THE PROBLEM:
Every line below between the one holding "Query: dirt path" and the one holding "In this picture, where can the limestone", inclusive, should be copied exactly, and no other line.

[INPUT MATERIAL — start]

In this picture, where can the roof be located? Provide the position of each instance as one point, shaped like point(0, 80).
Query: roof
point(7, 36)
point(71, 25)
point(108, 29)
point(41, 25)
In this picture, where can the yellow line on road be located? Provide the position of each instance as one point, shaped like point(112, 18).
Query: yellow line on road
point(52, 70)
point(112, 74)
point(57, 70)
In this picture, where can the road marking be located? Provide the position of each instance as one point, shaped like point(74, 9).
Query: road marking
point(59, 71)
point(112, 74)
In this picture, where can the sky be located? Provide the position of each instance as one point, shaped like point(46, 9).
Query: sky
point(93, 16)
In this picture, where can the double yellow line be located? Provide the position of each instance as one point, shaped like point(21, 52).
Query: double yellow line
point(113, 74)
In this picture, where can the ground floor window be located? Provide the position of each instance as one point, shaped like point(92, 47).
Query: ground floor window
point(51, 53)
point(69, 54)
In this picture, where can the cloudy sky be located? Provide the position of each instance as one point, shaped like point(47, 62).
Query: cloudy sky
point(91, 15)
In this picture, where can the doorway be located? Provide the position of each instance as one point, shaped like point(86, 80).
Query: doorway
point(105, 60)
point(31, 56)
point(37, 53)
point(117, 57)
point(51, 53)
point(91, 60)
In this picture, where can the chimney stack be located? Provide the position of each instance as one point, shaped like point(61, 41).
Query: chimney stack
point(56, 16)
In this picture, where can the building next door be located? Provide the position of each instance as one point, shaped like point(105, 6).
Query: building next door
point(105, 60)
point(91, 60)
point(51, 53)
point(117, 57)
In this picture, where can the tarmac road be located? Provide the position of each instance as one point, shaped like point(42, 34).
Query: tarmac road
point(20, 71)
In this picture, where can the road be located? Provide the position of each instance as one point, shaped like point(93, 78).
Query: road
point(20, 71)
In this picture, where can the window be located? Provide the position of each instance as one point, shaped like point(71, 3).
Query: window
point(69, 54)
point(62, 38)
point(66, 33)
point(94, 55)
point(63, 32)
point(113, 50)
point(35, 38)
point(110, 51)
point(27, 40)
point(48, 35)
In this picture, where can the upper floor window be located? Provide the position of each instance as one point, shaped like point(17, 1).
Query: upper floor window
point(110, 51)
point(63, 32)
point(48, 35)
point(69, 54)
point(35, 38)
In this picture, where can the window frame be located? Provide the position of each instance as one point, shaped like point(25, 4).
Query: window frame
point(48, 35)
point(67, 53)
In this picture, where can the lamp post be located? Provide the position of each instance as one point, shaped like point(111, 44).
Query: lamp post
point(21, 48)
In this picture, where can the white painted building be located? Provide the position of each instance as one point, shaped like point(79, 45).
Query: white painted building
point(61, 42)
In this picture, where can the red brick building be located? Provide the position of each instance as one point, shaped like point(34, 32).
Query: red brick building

[INPUT MATERIAL — finish]
[INPUT MATERIAL — start]

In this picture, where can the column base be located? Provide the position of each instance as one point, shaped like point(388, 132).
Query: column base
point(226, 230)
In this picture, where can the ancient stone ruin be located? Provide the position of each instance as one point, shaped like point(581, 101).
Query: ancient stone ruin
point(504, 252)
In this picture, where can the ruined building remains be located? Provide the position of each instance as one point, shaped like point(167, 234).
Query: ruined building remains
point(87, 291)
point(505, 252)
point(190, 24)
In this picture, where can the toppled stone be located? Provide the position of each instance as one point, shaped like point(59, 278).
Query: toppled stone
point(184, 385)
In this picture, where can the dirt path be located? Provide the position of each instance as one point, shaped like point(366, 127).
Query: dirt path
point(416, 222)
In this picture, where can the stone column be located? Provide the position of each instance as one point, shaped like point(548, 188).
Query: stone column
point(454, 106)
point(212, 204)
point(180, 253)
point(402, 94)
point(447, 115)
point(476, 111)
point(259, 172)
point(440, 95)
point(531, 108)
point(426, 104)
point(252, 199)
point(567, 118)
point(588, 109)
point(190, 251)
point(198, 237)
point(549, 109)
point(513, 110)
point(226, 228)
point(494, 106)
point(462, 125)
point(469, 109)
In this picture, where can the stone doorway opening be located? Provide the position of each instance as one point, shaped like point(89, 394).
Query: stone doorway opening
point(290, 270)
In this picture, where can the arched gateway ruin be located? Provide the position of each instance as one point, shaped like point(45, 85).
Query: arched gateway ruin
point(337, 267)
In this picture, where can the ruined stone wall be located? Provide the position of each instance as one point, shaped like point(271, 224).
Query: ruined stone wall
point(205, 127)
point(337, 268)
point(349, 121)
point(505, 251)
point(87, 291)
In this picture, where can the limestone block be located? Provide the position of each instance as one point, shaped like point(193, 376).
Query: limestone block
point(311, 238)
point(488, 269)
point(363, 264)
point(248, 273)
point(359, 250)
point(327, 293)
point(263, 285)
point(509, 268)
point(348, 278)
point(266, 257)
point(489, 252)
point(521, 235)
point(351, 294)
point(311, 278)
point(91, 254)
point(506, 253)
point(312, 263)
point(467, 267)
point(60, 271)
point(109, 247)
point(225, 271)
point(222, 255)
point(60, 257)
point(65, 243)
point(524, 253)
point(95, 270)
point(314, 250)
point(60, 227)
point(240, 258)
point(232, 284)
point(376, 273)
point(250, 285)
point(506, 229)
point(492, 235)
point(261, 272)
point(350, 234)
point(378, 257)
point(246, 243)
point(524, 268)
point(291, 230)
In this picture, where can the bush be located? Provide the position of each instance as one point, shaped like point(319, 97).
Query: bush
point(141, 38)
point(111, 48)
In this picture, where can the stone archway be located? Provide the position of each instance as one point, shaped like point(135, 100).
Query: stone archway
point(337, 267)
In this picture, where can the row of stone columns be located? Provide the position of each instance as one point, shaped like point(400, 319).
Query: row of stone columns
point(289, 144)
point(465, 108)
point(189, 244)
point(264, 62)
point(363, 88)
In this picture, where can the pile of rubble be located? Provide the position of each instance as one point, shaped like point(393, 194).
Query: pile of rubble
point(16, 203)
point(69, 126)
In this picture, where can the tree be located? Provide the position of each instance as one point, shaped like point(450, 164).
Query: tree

[INPUT MATERIAL — finish]

EXERCISE RESPONSE:
Query: dirt path
point(416, 222)
In this picture, where can the stone column be located? Provide the position of each instance as one point, shaped like point(548, 188).
Query: stone column
point(454, 106)
point(212, 204)
point(180, 253)
point(402, 94)
point(447, 115)
point(476, 111)
point(259, 172)
point(440, 95)
point(531, 108)
point(426, 104)
point(252, 199)
point(567, 118)
point(588, 109)
point(190, 251)
point(198, 237)
point(549, 109)
point(513, 110)
point(226, 228)
point(494, 106)
point(462, 125)
point(469, 109)
In this picture, where can the stone doorway opening be located? Provide the position of each instance as one point, shaped like point(89, 394).
Query: stone doorway opening
point(290, 270)
In this picture, where can the arched gateway ruin be located? Provide the position of each instance as one point, shaped like point(45, 85).
Query: arched gateway ruin
point(337, 267)
In this picture, where can the ruined stone wall be located? Provide the position of each instance as one point, shaped like point(271, 224).
Query: ruined stone wall
point(205, 127)
point(337, 268)
point(349, 121)
point(505, 251)
point(87, 291)
In this picture, where can the limestone block be located? Provide the position of each instance as one point, shaped like point(193, 376).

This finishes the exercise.